## Listed entries
------------------------------------------------------------

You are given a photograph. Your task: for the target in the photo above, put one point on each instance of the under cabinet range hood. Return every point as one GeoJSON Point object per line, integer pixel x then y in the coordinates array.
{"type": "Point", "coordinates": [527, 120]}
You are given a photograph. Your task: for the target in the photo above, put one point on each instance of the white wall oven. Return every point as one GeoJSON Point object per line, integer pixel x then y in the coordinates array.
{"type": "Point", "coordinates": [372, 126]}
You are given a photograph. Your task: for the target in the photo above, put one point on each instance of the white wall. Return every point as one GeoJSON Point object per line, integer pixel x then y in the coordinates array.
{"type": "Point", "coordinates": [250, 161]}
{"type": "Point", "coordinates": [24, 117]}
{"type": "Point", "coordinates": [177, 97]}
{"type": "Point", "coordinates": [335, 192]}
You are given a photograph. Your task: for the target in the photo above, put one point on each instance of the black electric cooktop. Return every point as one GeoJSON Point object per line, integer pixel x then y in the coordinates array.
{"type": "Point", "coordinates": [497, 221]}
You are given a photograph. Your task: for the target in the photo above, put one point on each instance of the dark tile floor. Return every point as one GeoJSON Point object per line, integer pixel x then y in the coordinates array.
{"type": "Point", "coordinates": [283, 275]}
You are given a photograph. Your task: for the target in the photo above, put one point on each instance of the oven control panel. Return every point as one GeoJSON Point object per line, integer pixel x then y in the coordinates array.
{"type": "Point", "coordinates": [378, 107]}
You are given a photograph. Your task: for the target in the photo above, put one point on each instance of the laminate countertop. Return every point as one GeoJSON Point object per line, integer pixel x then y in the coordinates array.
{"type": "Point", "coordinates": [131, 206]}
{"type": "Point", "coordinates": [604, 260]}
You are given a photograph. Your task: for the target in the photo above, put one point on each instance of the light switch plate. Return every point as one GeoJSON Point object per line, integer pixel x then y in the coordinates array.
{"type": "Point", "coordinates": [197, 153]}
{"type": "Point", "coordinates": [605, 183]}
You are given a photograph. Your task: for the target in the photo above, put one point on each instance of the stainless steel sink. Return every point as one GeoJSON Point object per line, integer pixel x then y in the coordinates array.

------------------------------------------------------------

## Exercise details
Retype the listing above word for word.

## Result of the exercise
You are given a photograph. Your task: for the target in the photo above, put one point on each instance of the under cabinet range hood. Return every point as one GeoJSON Point object per line, integer pixel x then y in the coordinates array.
{"type": "Point", "coordinates": [527, 120]}
You are given a photograph. Your task: for the target in the photo above, put one point on each instance of the white wall oven. Return every point as one GeoJSON Point object per line, integer pixel x then y in the coordinates array.
{"type": "Point", "coordinates": [372, 126]}
You are given a photograph. Your task: for the target in the photo above, put one point on each instance of the white wall. Return every point as one GeoJSON Point object per line, integer pixel x then y in the coordinates array.
{"type": "Point", "coordinates": [250, 161]}
{"type": "Point", "coordinates": [24, 117]}
{"type": "Point", "coordinates": [177, 97]}
{"type": "Point", "coordinates": [335, 192]}
You are given a photograph. Your task: for the target in the photo above, put one point on each instance of the black electric cooktop. Return every point as one GeoJSON Point object per line, integer pixel x then y in the coordinates array.
{"type": "Point", "coordinates": [497, 221]}
You are given a photograph. Your task: for the target in the photo above, put one point on each instance of the dark tile floor. Return every point as one GeoJSON Point object per line, integer pixel x then y in the coordinates array.
{"type": "Point", "coordinates": [283, 275]}
You are given a photograph. Your task: for the target in the photo above, put one point on each instance of the oven control panel. Return every point as one GeoJSON Point object per line, integer pixel x then y in the coordinates array.
{"type": "Point", "coordinates": [378, 107]}
You are given a photograph. Your task: for the target in the photo above, put one point on each instance of the laminate countertop. Return every point as one GeoJSON Point object per line, integer pixel x then y in the coordinates array.
{"type": "Point", "coordinates": [131, 206]}
{"type": "Point", "coordinates": [604, 260]}
You are given a photograph. Your task: for the target in the photo above, put one point on each instance of the light switch plate. Return every point as one GeoJSON Point object per line, integer pixel x then y in the coordinates array.
{"type": "Point", "coordinates": [197, 153]}
{"type": "Point", "coordinates": [605, 183]}
You are given a photograph. Your task: for the target in the photo above, put one point on each instance of the stainless steel sink. Return every point as one GeoJSON Point object per line, integer pixel x then y in the coordinates array.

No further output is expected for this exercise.